Problem details :: Update the items from the first line through the line with "left=239, top=465, right=268, bottom=519" by replacing "unopened flower bud" with "closed flower bud", and return those lines with everything else unchanged.

Items from a dataset ::

- - - - -

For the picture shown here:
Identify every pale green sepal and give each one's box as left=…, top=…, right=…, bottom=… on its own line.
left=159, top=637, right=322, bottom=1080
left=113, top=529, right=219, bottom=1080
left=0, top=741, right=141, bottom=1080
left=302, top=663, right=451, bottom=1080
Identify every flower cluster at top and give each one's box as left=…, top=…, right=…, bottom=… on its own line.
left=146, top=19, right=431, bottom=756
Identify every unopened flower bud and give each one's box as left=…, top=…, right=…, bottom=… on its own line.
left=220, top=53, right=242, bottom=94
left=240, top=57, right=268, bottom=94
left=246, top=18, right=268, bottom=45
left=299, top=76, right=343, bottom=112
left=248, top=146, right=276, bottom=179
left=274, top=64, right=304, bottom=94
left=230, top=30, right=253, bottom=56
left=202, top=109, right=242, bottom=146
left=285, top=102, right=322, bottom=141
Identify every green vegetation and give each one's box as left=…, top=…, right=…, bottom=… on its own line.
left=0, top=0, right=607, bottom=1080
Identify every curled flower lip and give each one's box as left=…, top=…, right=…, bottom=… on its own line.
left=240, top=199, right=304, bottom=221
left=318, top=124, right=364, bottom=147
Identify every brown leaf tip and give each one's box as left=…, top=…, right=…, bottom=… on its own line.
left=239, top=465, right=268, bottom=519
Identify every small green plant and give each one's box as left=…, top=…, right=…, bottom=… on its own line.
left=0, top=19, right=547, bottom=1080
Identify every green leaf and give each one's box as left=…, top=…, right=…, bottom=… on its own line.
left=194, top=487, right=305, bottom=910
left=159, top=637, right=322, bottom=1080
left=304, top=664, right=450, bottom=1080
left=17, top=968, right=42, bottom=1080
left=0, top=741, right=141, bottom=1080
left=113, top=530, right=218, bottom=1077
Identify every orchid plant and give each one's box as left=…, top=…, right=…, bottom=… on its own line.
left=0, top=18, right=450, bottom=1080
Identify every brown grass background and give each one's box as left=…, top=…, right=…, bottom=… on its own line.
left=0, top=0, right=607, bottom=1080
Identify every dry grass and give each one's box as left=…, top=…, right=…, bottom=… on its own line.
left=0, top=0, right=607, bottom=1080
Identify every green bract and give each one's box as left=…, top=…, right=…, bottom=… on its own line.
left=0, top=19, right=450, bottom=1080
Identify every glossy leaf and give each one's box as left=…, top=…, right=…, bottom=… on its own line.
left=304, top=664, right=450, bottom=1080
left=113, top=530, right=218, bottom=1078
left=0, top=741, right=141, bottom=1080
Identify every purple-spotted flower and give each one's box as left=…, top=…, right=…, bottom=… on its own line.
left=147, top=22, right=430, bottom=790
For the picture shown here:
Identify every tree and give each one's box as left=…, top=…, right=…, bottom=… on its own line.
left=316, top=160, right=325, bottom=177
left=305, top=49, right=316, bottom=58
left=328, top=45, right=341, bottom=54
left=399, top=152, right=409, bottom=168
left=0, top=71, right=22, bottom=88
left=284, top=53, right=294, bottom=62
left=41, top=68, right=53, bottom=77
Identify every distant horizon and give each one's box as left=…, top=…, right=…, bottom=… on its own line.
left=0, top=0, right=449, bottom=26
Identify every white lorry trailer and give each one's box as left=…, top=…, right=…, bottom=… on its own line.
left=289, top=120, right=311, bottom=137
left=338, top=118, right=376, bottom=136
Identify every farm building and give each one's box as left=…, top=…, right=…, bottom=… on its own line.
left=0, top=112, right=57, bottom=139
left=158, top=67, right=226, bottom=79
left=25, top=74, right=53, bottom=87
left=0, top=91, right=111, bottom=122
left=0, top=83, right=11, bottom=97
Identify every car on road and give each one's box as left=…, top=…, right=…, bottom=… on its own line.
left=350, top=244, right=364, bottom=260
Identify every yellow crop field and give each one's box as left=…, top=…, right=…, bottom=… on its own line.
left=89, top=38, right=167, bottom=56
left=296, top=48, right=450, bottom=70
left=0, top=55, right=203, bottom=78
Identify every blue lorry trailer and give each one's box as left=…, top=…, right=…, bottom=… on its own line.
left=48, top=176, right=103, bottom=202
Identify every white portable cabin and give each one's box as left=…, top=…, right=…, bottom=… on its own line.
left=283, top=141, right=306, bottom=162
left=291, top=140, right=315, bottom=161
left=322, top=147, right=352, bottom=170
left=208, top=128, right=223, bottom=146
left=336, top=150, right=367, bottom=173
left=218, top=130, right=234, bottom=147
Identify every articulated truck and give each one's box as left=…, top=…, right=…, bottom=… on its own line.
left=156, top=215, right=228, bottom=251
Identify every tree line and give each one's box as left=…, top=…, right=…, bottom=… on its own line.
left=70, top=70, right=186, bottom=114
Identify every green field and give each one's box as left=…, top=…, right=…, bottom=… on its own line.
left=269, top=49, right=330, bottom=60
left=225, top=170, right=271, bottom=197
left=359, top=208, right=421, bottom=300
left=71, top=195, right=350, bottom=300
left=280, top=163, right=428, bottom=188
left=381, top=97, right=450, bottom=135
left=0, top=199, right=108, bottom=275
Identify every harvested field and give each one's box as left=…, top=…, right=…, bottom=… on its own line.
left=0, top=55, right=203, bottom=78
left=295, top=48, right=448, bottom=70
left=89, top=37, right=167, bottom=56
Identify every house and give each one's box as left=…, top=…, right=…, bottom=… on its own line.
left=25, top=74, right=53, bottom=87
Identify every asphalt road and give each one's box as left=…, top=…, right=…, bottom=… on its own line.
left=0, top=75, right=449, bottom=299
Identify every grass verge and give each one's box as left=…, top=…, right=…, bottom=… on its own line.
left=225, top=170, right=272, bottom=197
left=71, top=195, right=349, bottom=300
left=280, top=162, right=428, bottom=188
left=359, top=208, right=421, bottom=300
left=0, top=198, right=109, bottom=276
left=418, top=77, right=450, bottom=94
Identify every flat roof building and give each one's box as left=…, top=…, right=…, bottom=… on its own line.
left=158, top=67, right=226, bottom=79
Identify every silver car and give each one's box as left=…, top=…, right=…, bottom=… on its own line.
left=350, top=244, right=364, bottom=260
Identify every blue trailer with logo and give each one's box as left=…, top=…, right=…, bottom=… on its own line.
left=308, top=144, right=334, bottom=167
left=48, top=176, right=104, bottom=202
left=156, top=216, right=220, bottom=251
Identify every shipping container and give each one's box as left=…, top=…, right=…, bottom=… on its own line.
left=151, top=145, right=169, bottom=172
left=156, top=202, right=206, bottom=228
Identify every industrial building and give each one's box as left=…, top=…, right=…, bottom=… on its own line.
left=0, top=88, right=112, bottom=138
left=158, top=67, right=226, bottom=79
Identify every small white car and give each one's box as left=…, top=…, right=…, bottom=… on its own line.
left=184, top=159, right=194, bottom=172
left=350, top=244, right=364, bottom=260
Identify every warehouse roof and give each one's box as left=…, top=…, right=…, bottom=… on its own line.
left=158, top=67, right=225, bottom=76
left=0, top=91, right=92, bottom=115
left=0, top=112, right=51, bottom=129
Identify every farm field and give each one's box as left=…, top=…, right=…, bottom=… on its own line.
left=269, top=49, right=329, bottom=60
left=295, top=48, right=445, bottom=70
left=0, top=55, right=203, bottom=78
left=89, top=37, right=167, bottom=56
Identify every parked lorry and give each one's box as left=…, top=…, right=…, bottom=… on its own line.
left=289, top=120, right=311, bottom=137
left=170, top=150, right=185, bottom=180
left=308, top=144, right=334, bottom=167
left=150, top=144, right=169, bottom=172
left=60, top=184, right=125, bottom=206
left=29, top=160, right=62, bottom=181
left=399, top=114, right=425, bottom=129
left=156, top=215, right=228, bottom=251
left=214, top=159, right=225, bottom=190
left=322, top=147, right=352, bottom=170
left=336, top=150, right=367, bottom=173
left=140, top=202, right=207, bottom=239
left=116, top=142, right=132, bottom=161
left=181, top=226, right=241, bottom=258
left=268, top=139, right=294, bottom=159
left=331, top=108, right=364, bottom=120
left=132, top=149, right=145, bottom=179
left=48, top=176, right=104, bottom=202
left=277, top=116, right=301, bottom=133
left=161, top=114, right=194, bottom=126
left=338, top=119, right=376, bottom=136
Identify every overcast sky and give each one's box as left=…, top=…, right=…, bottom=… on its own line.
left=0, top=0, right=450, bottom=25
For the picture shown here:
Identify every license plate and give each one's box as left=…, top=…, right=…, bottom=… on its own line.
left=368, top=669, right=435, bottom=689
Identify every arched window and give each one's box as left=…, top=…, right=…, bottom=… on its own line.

- - - - -

Written response ::
For the picture shown here:
Identify every pale green sepal and give each one's box as left=…, top=…, right=…, bottom=… on its own line.
left=159, top=637, right=322, bottom=1080
left=113, top=529, right=219, bottom=1080
left=0, top=741, right=141, bottom=1080
left=302, top=663, right=451, bottom=1080
Identify every flower cluster at top and give each one's box as left=…, top=…, right=…, bottom=… on its own line.
left=146, top=19, right=431, bottom=756
Identify every closed flower bud and give each one's box as left=…, top=…, right=…, bottom=… on its own line.
left=220, top=53, right=242, bottom=94
left=240, top=57, right=268, bottom=94
left=246, top=18, right=268, bottom=45
left=299, top=76, right=343, bottom=112
left=248, top=146, right=276, bottom=179
left=274, top=64, right=304, bottom=94
left=230, top=30, right=253, bottom=56
left=202, top=109, right=242, bottom=146
left=285, top=102, right=322, bottom=141
Identify every green vegetation and give each one's box as left=…, top=…, right=…, bottom=… on its own line.
left=0, top=0, right=607, bottom=1080
Identify every curled flower lip and give each one's box as left=…, top=…, right=…, bottom=… on its own line.
left=240, top=199, right=304, bottom=221
left=318, top=124, right=364, bottom=147
Identify every brown leaf tip and give each one's box as left=…, top=…, right=…, bottom=… on its own line.
left=239, top=465, right=268, bottom=519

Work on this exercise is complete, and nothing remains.